╭─ Supplied material

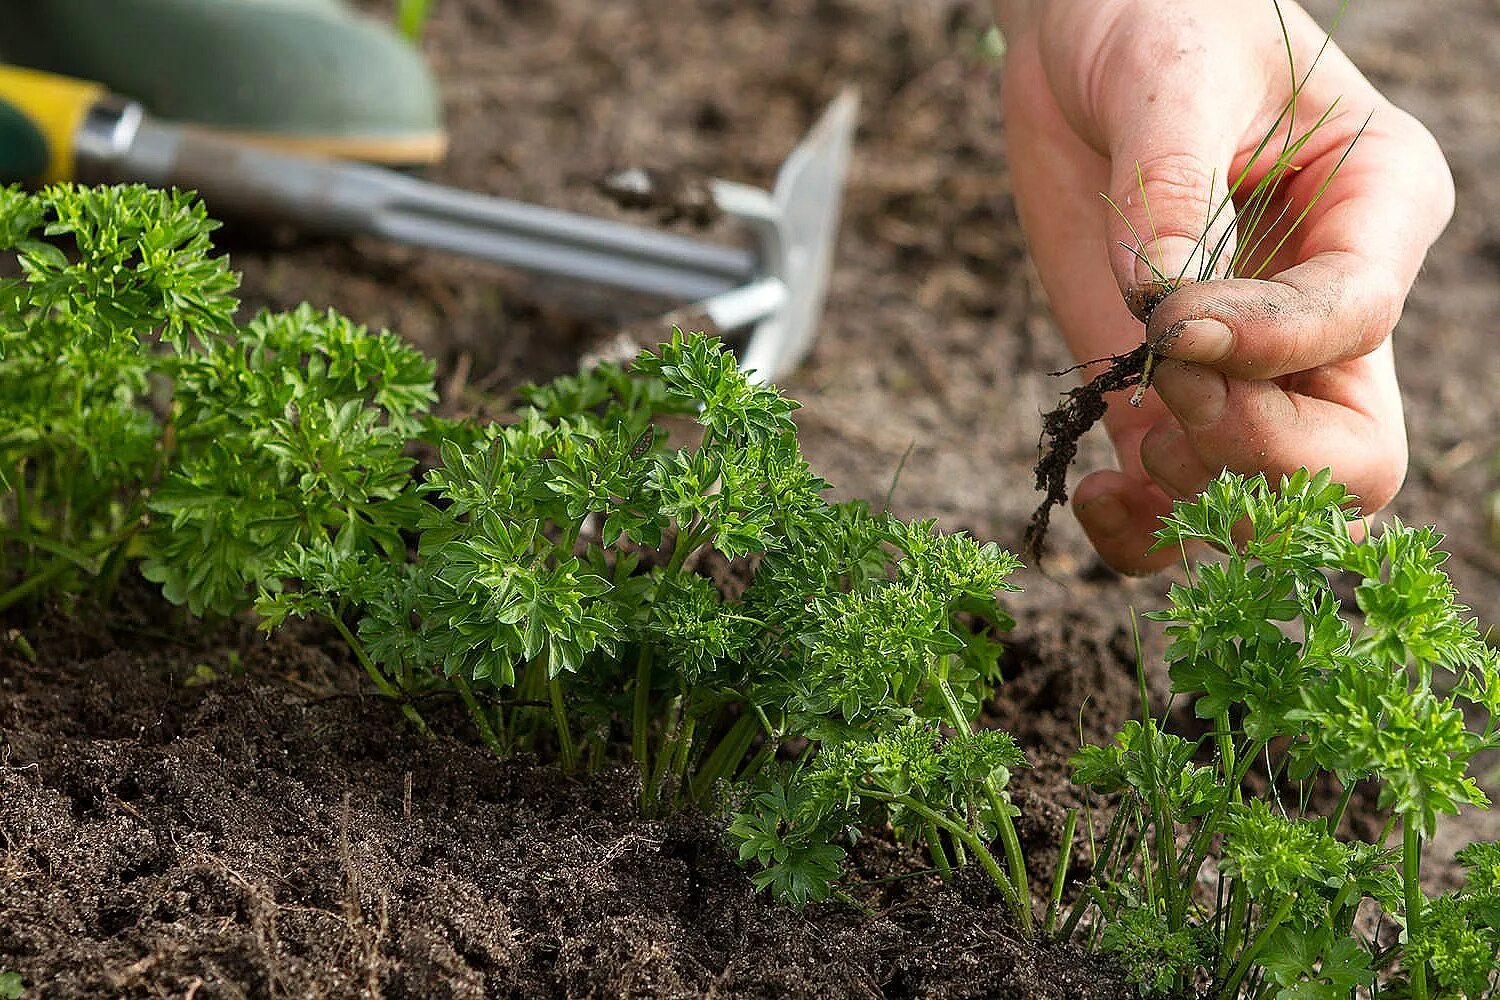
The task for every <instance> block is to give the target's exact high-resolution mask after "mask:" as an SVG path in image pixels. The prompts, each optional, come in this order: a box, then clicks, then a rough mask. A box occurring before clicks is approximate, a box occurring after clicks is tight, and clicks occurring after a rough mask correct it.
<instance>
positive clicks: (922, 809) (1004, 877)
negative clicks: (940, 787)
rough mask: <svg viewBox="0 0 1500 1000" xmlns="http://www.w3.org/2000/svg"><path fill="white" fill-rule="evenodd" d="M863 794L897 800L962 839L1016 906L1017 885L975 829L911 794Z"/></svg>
mask: <svg viewBox="0 0 1500 1000" xmlns="http://www.w3.org/2000/svg"><path fill="white" fill-rule="evenodd" d="M861 795H865V796H868V798H871V799H876V801H877V802H895V804H897V805H903V807H906V808H907V810H910V811H912V813H915V814H916V816H919V817H922V819H924V820H927V822H929V823H936V825H938V826H941V828H944V829H945V831H948V834H950V835H953V838H954V840H957V841H962V843H963V844H965V846H968V847H969V850H972V852H974V856H975V858H978V859H980V867H981V868H984V873H986V874H987V876H990V880H992V882H995V885H996V886H998V888H999V889H1001V892H1002V894H1004V895H1005V897H1007V898H1008V900H1011V906H1013V907H1014V906H1016V901H1017V900H1019V897H1017V895H1016V886H1014V885H1011V880H1010V879H1008V877H1007V876H1005V873H1004V871H1001V865H999V864H998V862H996V861H995V855H992V853H990V849H989V847H986V846H984V841H983V840H980V837H978V835H977V834H975V832H974V831H971V829H969V828H966V826H963V825H960V823H954V822H953V820H951V819H948V817H947V816H942V814H941V813H935V811H933V810H932V808H929V807H927V805H926V804H924V802H918V801H916V799H913V798H912V796H909V795H891V793H888V792H876V790H874V789H864V790H862V792H861Z"/></svg>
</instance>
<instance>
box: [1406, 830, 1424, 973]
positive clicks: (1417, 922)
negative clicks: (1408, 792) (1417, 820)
mask: <svg viewBox="0 0 1500 1000" xmlns="http://www.w3.org/2000/svg"><path fill="white" fill-rule="evenodd" d="M1401 889H1403V892H1404V895H1406V924H1407V943H1409V945H1410V942H1412V940H1413V939H1415V937H1416V936H1418V934H1419V933H1421V930H1422V904H1424V903H1425V901H1427V900H1425V897H1424V895H1422V831H1421V828H1419V826H1418V825H1416V823H1413V822H1412V817H1410V816H1403V817H1401ZM1410 972H1412V997H1413V1000H1427V996H1428V994H1427V963H1425V961H1419V963H1416V964H1415V966H1413V967H1412V970H1410Z"/></svg>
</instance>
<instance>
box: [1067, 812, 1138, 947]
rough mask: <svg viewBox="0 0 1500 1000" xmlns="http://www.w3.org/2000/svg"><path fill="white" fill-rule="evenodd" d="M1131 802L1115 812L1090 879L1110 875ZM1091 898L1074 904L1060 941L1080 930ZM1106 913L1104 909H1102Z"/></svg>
mask: <svg viewBox="0 0 1500 1000" xmlns="http://www.w3.org/2000/svg"><path fill="white" fill-rule="evenodd" d="M1128 805H1130V801H1128V799H1127V801H1122V802H1121V804H1119V807H1116V810H1115V819H1112V820H1110V826H1109V829H1107V831H1106V832H1104V846H1103V847H1101V849H1100V853H1098V856H1097V858H1095V859H1094V865H1092V868H1094V874H1092V876H1091V879H1094V880H1098V877H1100V873H1101V871H1103V873H1109V867H1110V864H1112V862H1113V861H1115V847H1116V846H1118V838H1119V837H1121V835H1122V832H1124V829H1125V817H1127V813H1128ZM1089 903H1091V897H1089V894H1085V895H1083V897H1080V898H1079V901H1077V903H1074V904H1073V910H1070V912H1068V919H1067V921H1065V922H1064V925H1062V933H1061V934H1059V936H1058V937H1059V940H1064V942H1065V940H1068V939H1070V937H1073V933H1074V931H1076V930H1079V922H1080V921H1083V915H1085V913H1088V910H1089ZM1100 912H1101V913H1103V912H1104V907H1103V906H1101V907H1100Z"/></svg>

╰─

# [Work required]
Give again, please, precisely the lines that begin the records and run through the line with "negative clicks: (940, 787)" in it, keeping both end lines and dropping any pictures.

# [Answer for this exercise]
The task for every <instance> block is to give the target's exact high-resolution mask after "mask:" as an SVG path in image pixels. The prompts, each optional, come in this order: a box, then clicks, then a rough mask. A box occurring before clicks is approximate, a box occurring after clicks is tight, and clicks occurring after a rough mask correct it.
<instance>
positive clicks: (922, 809) (1004, 877)
negative clicks: (940, 787)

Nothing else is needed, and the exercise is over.